# Can a blurred image be refocused or sharpened?



## Rob1960 (Mar 26, 2007)

In today's rapid development of digital technology, is there yet any meaningful technique to correct a blurred photo image? I have a blurred 1920 image of a friend's father, as a boy. The picture taker probably moved the camera, as the background is blurred too. Not many photos exist of this fellow, as a boy, and it would be extremely meaningful to be able to sharpen it or refocus it. Any thoughts or suggestions? And thanks for the extremely helpful discussion on image resolution and enlargement.


----------



## Miles Right (Mar 24, 2007)

Yes it can, but only to a limited degree. there are many photo tool programmes that offer this and you will need to experiment a bit to get the best result.


----------



## buck52 (Mar 9, 2001)

refocused no... sharpened yes although that will only sharpen the blur

A real pro maybe able to improve the blurryness on a pixel by pixel basis... as for a program that will do it for you automaticlly I don't believe they exist yet... even though the shows you see on tv would like you to think they do

Post the picture here if you want...there are plenty of people here that will take a wack at it... If you do, make sure you post or link to, the highest resolution that you have... A small jpg will be of not much use to anyone trying to do a quality job...


----------



## turin (Dec 5, 2007)

Rob1960 said:


> In today's rapid development of digital technology, is there yet any meaningful technique to correct a blurred photo image? I have a blurred 1920 image of a friend's father, as a boy. The picture taker probably moved the camera, as the background is blurred too. Not many photos exist of this fellow, as a boy, and it would be extremely meaningful to be able to sharpen it or refocus it. Any thoughts or suggestions? And thanks for the extremely helpful discussion on image resolution and enlargement.


you could try this http://www.focusmagic.com/examplemotionblur.htm

turin


----------

Set tasks:
1. Retype the portion of the forum thread starting at "A real pro maybe" and ending at "a quality job...".
2. Answer these questions using the forum thread, one line each:
(a) From what year is the blurred image described in the opening post?
(b) What kind of file does buck52 say will be of little use to anyone trying to do a quality job?
(c) According to Miles Right, what will you need to do to get the best result?
3. Summarize the forum thread in three sentences.

Provided data:
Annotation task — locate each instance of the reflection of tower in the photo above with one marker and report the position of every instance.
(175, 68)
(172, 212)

Solutions:
1.
A real pro maybe able to improve the blurryness on a pixel by pixel basis... as for a program that will do it for you automaticlly I don't believe they exist yet... even though the shows you see on tv would like you to think they do

Post the picture here if you want...there are plenty of people here that will take a wack at it... If you do, make sure you post or link to, the highest resolution that you have... A small jpg will be of not much use to anyone trying to do a quality job...

2.
(a) 1920
(b) A small jpg
(c) Experiment a bit

3. Rob1960 asks whether there is any meaningful technique to sharpen or refocus a blurred 1920 photo of a friend's father as a boy, which was probably blurred because the camera moved. Miles Right says it can be done only to a limited degree with photo tool programs and some experimentation, while buck52 says the image can be sharpened but not refocused and doubts that any automatic program exists yet. buck52 also invites Rob1960 to post the highest-resolution copy for others to work on, and turin suggests trying a motion-blur example page on focusmagic.com.